Take the topic of School Law or more specifically, school law cases concerning infractions of city and state law by students or staff.  Engage students in considering specific issues which resonate locally, statewide, nationally and internationally.  Have them read about a local student school law case in print or online and then react it.

In New York City in the first months of 2015, Mayor Bill de Blasio and the Schools Chancellor Carmen Farina decided to change the NYC school law banning student cell phone use in all city schools.  They strongly suggested, although individual school principals still could make a joint decision with teachers, parents and administrators, that students needed to have access to their cell phones at times during the school day so that they could call their parents and their parents could be in touch with them. 

At Middle School /IS 62-Ditmas-in Kensington , Brooklyn, NYC, the sixth graders in our ethnically diverse class (including Jamaican, Dominican, Uzbek, and Bengali students, plus native born Brooklynites) were very “into” this issue, since many of them carried cell phones in their back packs.  According to the ongoing school regulations of Principal, Kevorkian, they could not use their cell phones during class or lunch, and had to keep them turned off in their back packs.  If the phones were discovered being used in class or lunch or hallways, they were confiscated for the day by the Dean and returned later to be taken home at the end of the school day.

The students were excited about the Mayor and School’s Chancellor created opportunity for their school to revise its ban on students carrying and using cell phones during the school day.  They listened intently to the news and carefully read for details and arguments in favor of lifting the NYC public school system citywide cell phone ban.

 STEP 2:  The students each wrote their personal reactions to the news.  These were framed as persuasive paragraphs with the purpose of getting a peer or adult reader to agree with the point of view presented.  The students worked in small groups of three to four, sharing their key persuasive reactions to school law news.  PowerPoint turned out to be an effective resource to support this activity.

### Data lines
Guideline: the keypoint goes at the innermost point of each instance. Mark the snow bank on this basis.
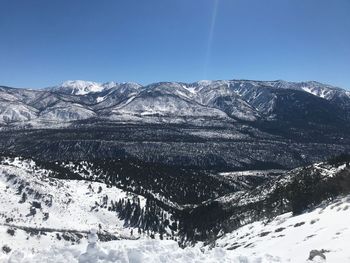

### What you need to do
1. In the passage on the school cell phone ban, quote everything from "Take the topic" down to "then react it.".
2. According to the passage on the school cell phone ban, what happened to students' phones that were discovered being used in class, at lunch, or in the hallways?

### Answers to each task
1.
Take the topic of School Law or more specifically, school law cases concerning infractions of city and state law by students or staff.  Engage students in considering specific issues which resonate locally, statewide, nationally and internationally.  Have them read about a local student school law case in print or online and then react it.

2. The Dean confiscated them for the day and returned them at the end of the school day to be taken home.